— START RECORDED DATA —
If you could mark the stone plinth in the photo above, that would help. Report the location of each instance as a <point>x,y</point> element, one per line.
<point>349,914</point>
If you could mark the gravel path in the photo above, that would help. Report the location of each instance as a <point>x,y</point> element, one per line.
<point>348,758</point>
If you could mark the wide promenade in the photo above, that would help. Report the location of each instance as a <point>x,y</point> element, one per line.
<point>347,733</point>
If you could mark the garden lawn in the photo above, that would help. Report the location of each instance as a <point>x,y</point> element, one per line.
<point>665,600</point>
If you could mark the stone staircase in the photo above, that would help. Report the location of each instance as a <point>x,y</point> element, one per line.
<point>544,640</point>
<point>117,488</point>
— END RECORDED DATA —
JOB: Write out the whole listing again, exactly as it stands.

EXERCISE RESPONSE:
If you could mark the stone plinth in the photo above, that would help. Report the location of each instance as a <point>x,y</point> element, one per line.
<point>349,914</point>
If you could mark the gravel path in the photo above, that would help. Report the location of each instance as a <point>x,y</point> element, one per line.
<point>348,758</point>
If you could mark the wide promenade in the photo above, that would help. Report the location of each instance as a <point>x,y</point> element, one per line.
<point>347,733</point>
If you could mark the garden lawn in the photo above, that would help. Report the location of each instance as a <point>x,y</point> element, one per line.
<point>665,600</point>
If you could mark the stone staircase in the photo above, that would help. Report the location of each instance as a <point>x,y</point> element, one per line.
<point>544,640</point>
<point>117,488</point>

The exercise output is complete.